STUDY MATERIAL:

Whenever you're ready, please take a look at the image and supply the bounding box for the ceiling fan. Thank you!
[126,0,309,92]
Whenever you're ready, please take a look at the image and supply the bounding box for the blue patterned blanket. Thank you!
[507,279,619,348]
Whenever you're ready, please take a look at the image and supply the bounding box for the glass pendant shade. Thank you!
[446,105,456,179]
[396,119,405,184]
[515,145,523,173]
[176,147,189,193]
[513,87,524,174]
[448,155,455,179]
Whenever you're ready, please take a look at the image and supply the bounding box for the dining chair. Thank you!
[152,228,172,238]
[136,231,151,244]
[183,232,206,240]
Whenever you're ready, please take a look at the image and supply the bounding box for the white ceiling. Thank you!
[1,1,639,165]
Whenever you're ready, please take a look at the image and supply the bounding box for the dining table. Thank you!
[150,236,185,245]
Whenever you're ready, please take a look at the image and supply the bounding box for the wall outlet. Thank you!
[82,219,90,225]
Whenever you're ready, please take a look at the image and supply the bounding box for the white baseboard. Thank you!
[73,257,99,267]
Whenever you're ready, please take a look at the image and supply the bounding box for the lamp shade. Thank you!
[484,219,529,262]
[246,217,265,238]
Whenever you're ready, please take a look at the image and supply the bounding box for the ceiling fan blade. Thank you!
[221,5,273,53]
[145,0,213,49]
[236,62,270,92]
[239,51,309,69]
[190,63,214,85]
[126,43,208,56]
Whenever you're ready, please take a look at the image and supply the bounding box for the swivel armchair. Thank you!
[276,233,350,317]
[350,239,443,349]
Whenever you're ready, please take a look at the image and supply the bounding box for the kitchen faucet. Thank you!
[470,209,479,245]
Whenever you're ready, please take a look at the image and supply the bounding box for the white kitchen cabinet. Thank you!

WHAT THIS TASK INVOLVES: Output exactly what runs from the line with "blade. Thank you!" to the final line above, both lines included, and nothing else.

ANSWER BOX:
Whenever you're ready, please take a look at the image and supply the bounding box for the ceiling fan blade. Thank you!
[221,5,273,53]
[145,0,213,49]
[236,62,270,92]
[239,51,309,69]
[190,63,214,85]
[126,43,208,56]
Whenever you're ready, please take a look at the image and supply the bounding box for the swivel armchair. Thank you!
[276,233,350,317]
[350,239,443,349]
Whenever you're ready, please take a look at the image and supply the bounding box for the kitchen faucet. Thank you!
[470,209,479,245]
Whenever you're ready, please take a look at the image and supply the bounding box for the white kitchen cabinet. Thank you!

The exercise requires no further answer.